Exercise prompt →
Copy out all of the following data line by line, keeping every character unchanged.

Record set →

----------

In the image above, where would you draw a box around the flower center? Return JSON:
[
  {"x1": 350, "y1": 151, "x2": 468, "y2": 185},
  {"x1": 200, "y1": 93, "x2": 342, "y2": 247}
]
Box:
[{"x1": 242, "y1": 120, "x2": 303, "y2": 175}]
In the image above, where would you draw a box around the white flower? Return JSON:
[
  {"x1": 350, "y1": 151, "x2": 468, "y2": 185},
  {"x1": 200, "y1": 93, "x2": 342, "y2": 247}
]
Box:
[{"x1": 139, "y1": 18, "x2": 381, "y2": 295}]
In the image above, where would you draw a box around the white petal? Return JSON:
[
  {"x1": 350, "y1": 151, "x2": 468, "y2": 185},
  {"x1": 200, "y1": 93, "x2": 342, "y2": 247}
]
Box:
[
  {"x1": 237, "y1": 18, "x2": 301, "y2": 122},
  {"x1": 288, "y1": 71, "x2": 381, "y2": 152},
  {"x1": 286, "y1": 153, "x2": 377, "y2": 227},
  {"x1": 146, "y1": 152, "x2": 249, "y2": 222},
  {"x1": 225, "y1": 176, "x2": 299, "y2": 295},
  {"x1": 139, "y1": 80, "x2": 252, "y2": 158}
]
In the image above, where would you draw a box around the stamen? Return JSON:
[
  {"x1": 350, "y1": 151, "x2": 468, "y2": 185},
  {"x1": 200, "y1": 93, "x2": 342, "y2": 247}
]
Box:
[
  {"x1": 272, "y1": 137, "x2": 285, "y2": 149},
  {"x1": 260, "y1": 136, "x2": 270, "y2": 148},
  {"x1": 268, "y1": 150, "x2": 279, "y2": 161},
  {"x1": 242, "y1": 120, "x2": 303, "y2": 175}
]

----------

Answer to the task →
In the image above, where would you draw a box around the flower center? Return JSON:
[
  {"x1": 350, "y1": 151, "x2": 468, "y2": 185},
  {"x1": 200, "y1": 93, "x2": 342, "y2": 247}
]
Box:
[{"x1": 242, "y1": 120, "x2": 303, "y2": 175}]
In the image above, where would you draw a box around the white flower? Return JSON:
[
  {"x1": 350, "y1": 151, "x2": 468, "y2": 185},
  {"x1": 200, "y1": 93, "x2": 342, "y2": 247}
]
Box:
[{"x1": 139, "y1": 18, "x2": 381, "y2": 295}]
In the image above, where would you draw a box around the white petal? Return JSON:
[
  {"x1": 350, "y1": 151, "x2": 468, "y2": 185},
  {"x1": 200, "y1": 93, "x2": 342, "y2": 247}
]
Box:
[
  {"x1": 237, "y1": 18, "x2": 301, "y2": 122},
  {"x1": 288, "y1": 71, "x2": 381, "y2": 152},
  {"x1": 286, "y1": 153, "x2": 377, "y2": 227},
  {"x1": 146, "y1": 152, "x2": 249, "y2": 222},
  {"x1": 225, "y1": 176, "x2": 299, "y2": 295},
  {"x1": 139, "y1": 80, "x2": 252, "y2": 158}
]
In the image above, where would you draw a box around the stamen? Return JSON:
[
  {"x1": 350, "y1": 151, "x2": 468, "y2": 185},
  {"x1": 200, "y1": 93, "x2": 342, "y2": 247}
]
Box:
[
  {"x1": 272, "y1": 137, "x2": 285, "y2": 149},
  {"x1": 260, "y1": 136, "x2": 270, "y2": 148},
  {"x1": 268, "y1": 150, "x2": 279, "y2": 161},
  {"x1": 242, "y1": 120, "x2": 303, "y2": 175}
]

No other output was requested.